| Work to be completed |
Put the lines running from the line containing "Target: bird's foot" through the end of the material into a numbered list, leaving out blank lines.

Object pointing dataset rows
Start

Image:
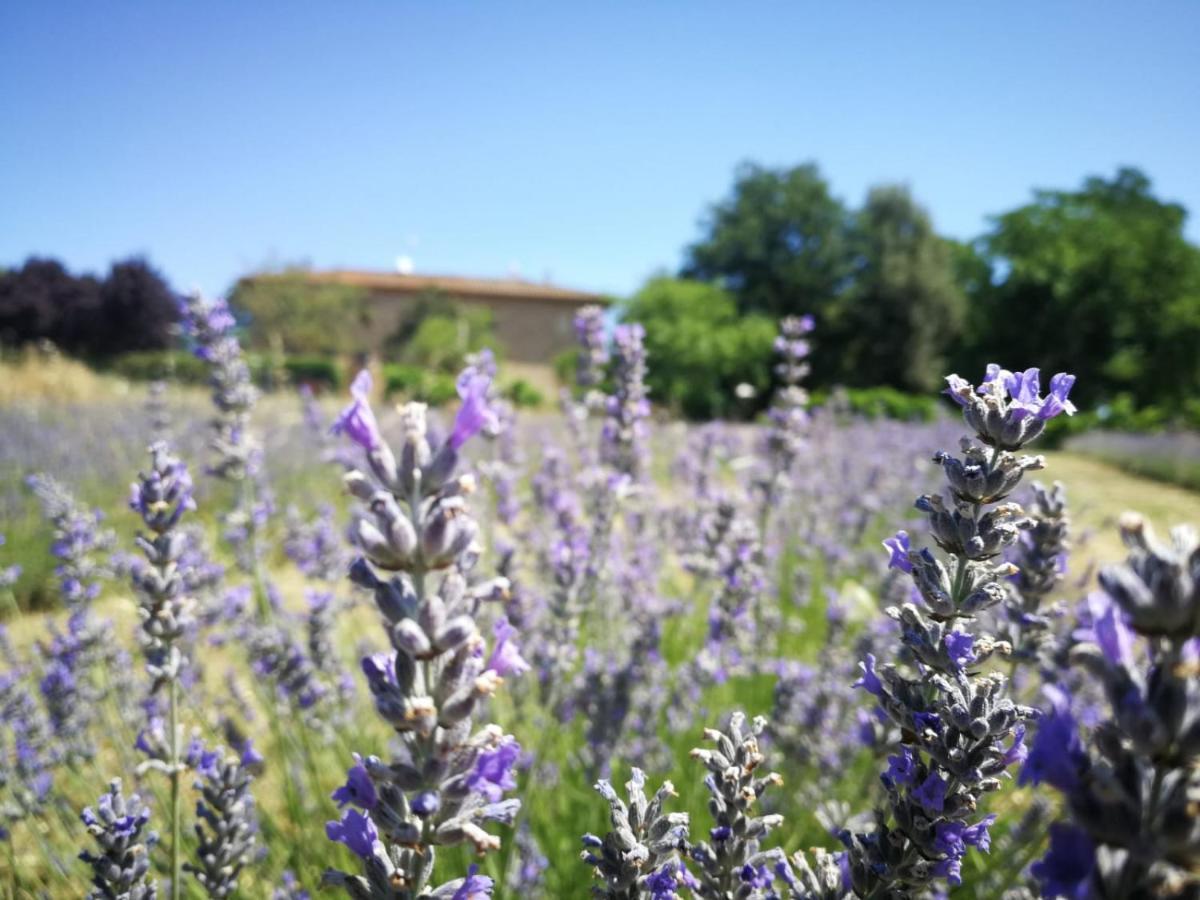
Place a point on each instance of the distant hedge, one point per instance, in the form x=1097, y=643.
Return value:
x=184, y=367
x=419, y=384
x=882, y=403
x=1122, y=415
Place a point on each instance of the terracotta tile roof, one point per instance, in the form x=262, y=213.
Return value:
x=453, y=285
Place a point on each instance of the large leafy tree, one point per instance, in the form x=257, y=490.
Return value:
x=904, y=307
x=1098, y=281
x=132, y=309
x=299, y=315
x=700, y=347
x=780, y=243
x=138, y=310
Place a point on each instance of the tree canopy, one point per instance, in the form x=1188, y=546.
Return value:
x=780, y=243
x=904, y=307
x=1099, y=281
x=132, y=309
x=301, y=316
x=700, y=348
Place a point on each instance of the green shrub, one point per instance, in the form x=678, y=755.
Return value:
x=153, y=365
x=419, y=384
x=1122, y=415
x=185, y=369
x=883, y=403
x=309, y=369
x=522, y=394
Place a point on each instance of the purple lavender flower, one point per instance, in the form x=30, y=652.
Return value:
x=899, y=546
x=1056, y=756
x=1067, y=868
x=474, y=886
x=505, y=659
x=121, y=868
x=475, y=412
x=358, y=421
x=359, y=789
x=492, y=774
x=357, y=832
x=960, y=648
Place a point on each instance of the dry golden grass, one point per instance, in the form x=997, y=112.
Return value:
x=37, y=375
x=1098, y=493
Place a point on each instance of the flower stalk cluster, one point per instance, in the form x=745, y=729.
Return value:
x=732, y=864
x=227, y=826
x=640, y=857
x=447, y=779
x=1041, y=559
x=121, y=868
x=1133, y=791
x=210, y=324
x=789, y=412
x=161, y=497
x=624, y=432
x=959, y=729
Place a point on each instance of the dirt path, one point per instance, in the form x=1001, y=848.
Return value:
x=1098, y=493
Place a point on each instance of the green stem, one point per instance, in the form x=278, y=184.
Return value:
x=175, y=820
x=262, y=600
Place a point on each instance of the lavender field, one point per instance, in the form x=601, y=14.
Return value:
x=393, y=652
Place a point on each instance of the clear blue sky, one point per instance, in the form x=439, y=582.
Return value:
x=575, y=141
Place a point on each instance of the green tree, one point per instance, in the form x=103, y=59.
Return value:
x=1101, y=282
x=904, y=307
x=700, y=347
x=779, y=243
x=292, y=311
x=439, y=334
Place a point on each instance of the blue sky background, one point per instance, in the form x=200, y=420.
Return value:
x=577, y=142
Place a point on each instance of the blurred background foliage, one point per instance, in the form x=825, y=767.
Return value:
x=1099, y=281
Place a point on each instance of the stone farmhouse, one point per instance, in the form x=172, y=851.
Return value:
x=533, y=321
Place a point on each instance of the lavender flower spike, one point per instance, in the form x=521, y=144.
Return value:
x=959, y=729
x=640, y=857
x=227, y=827
x=449, y=778
x=358, y=421
x=1131, y=793
x=121, y=869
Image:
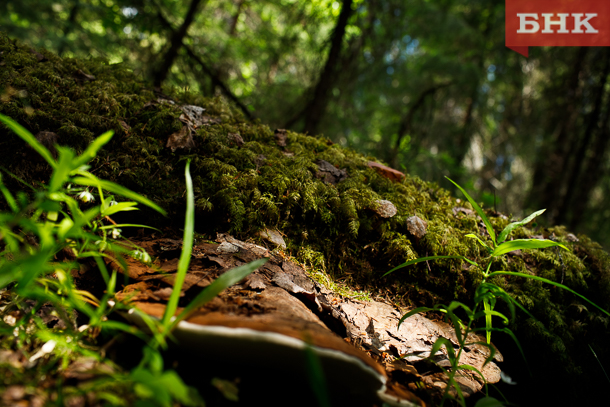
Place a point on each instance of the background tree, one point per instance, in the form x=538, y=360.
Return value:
x=427, y=86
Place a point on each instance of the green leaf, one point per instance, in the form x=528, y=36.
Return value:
x=92, y=181
x=187, y=248
x=515, y=225
x=119, y=207
x=438, y=344
x=61, y=173
x=544, y=280
x=519, y=244
x=479, y=211
x=225, y=280
x=419, y=260
x=473, y=236
x=28, y=138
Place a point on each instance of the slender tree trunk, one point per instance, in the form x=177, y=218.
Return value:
x=175, y=44
x=593, y=172
x=578, y=173
x=405, y=123
x=547, y=180
x=214, y=78
x=70, y=23
x=316, y=107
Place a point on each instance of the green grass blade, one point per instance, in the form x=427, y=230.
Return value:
x=119, y=207
x=544, y=280
x=187, y=248
x=519, y=244
x=315, y=373
x=92, y=181
x=488, y=311
x=438, y=344
x=419, y=260
x=474, y=369
x=127, y=225
x=479, y=211
x=225, y=280
x=28, y=138
x=515, y=225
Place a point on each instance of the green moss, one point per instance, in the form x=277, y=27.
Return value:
x=332, y=229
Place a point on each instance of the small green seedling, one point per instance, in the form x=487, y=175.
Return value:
x=486, y=296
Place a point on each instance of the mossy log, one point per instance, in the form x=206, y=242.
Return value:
x=249, y=178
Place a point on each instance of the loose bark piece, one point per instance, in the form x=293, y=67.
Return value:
x=273, y=236
x=386, y=171
x=417, y=226
x=385, y=209
x=276, y=313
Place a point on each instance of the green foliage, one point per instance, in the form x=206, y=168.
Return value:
x=486, y=295
x=33, y=233
x=330, y=228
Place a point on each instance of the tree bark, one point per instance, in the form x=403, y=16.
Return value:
x=175, y=44
x=316, y=107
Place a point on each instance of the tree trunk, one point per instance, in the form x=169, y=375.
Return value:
x=547, y=180
x=578, y=173
x=405, y=123
x=175, y=44
x=214, y=78
x=316, y=107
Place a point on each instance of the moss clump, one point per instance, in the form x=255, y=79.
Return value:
x=244, y=187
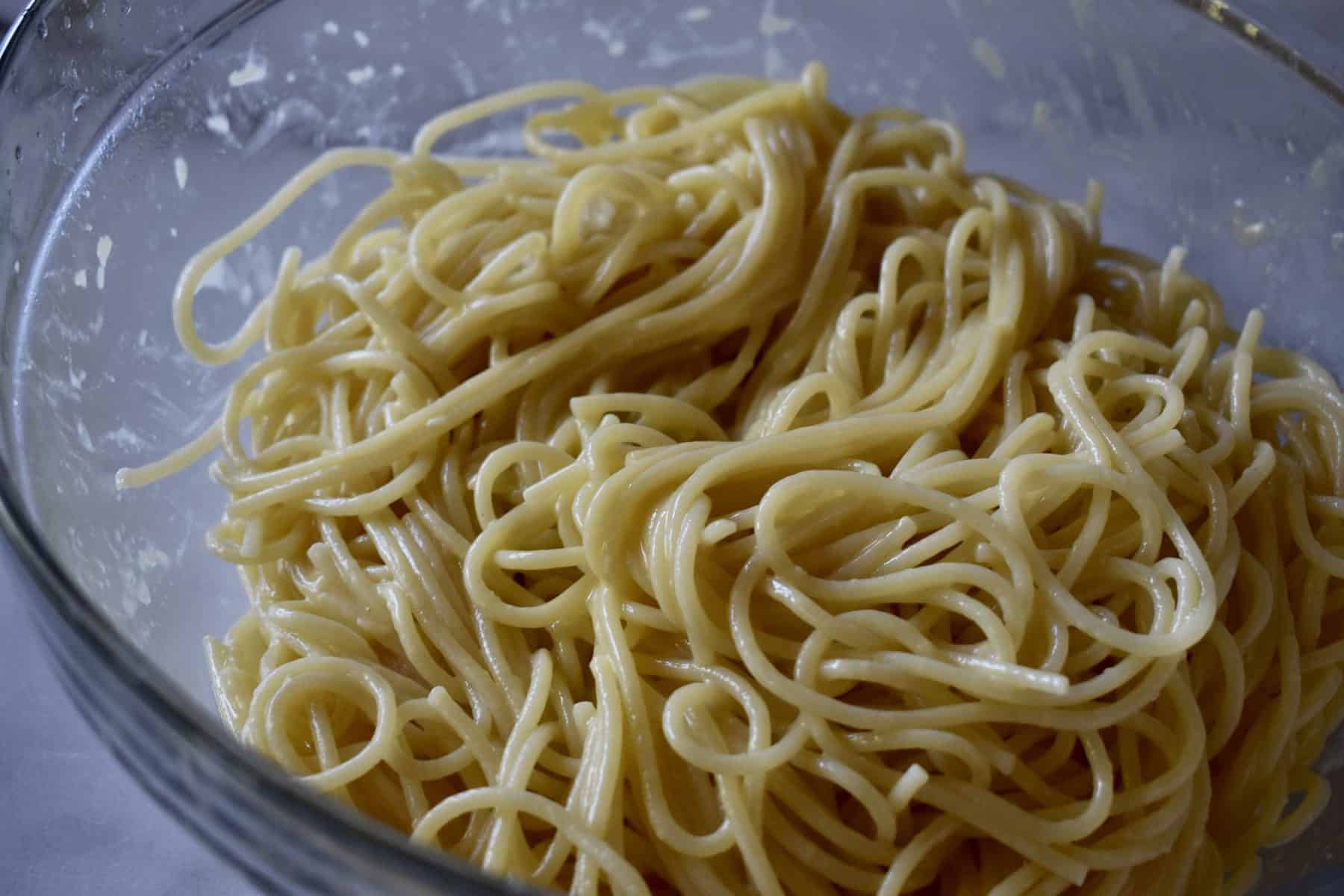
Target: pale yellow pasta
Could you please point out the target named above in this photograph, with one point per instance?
(739, 496)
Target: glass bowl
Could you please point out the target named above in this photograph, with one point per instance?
(131, 134)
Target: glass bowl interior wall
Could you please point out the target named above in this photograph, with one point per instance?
(136, 132)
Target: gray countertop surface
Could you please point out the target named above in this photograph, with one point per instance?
(74, 822)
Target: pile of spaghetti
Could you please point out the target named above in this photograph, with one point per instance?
(739, 496)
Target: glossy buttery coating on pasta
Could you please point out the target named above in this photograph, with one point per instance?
(753, 500)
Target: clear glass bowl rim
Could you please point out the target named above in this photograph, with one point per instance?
(77, 615)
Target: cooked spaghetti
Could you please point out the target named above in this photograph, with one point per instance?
(739, 496)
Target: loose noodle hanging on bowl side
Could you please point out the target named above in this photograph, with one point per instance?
(739, 496)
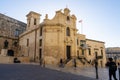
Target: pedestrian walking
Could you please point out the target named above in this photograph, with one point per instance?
(119, 70)
(75, 64)
(112, 69)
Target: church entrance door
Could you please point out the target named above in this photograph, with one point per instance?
(68, 52)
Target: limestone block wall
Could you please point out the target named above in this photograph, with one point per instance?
(97, 46)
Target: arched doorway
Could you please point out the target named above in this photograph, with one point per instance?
(10, 52)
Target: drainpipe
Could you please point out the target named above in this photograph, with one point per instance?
(35, 44)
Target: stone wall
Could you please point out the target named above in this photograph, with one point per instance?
(10, 27)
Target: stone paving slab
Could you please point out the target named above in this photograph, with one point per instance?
(35, 72)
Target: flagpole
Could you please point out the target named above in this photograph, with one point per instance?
(81, 26)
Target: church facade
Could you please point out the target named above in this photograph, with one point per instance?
(57, 39)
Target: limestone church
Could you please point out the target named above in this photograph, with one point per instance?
(57, 39)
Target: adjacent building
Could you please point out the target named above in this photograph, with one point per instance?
(57, 39)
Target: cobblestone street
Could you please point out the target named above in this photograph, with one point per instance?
(35, 72)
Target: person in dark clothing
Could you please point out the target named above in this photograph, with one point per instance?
(112, 69)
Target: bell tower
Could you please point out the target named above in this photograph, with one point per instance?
(33, 20)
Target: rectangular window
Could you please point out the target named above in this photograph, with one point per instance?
(27, 42)
(16, 33)
(40, 54)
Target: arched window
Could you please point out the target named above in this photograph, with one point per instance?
(68, 31)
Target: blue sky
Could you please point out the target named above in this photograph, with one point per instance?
(101, 18)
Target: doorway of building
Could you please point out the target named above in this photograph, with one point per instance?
(10, 53)
(68, 52)
(40, 54)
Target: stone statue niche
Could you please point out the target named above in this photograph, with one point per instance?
(6, 43)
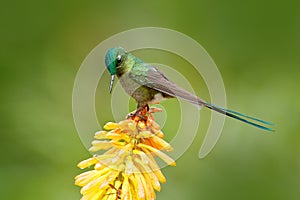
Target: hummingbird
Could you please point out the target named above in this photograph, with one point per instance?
(147, 85)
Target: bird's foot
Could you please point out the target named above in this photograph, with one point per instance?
(143, 114)
(139, 114)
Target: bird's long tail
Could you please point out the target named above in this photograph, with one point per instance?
(240, 116)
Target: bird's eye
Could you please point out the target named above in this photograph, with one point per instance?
(119, 59)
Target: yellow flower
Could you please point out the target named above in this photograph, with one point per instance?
(127, 169)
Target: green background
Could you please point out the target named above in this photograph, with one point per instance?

End

| Solution to this task |
1. Target: bird's foot
2. Could you please point out the target named above in this photograph, with one point per instance?
3. (143, 114)
4. (139, 114)
5. Target: bird's long tail
6. Could you please point out the target named above in this photograph, with one point per instance?
7. (240, 116)
8. Target: bird's eye
9. Could you please point out the target named above in this photograph, with one point per instance?
10. (119, 59)
11. Target: yellow flower
12. Could you please point out the target named above in this photograph, with one point per instance?
13. (127, 169)
14. Target: green background
15. Could you please point out the target named above in this photograph, with one point per instance?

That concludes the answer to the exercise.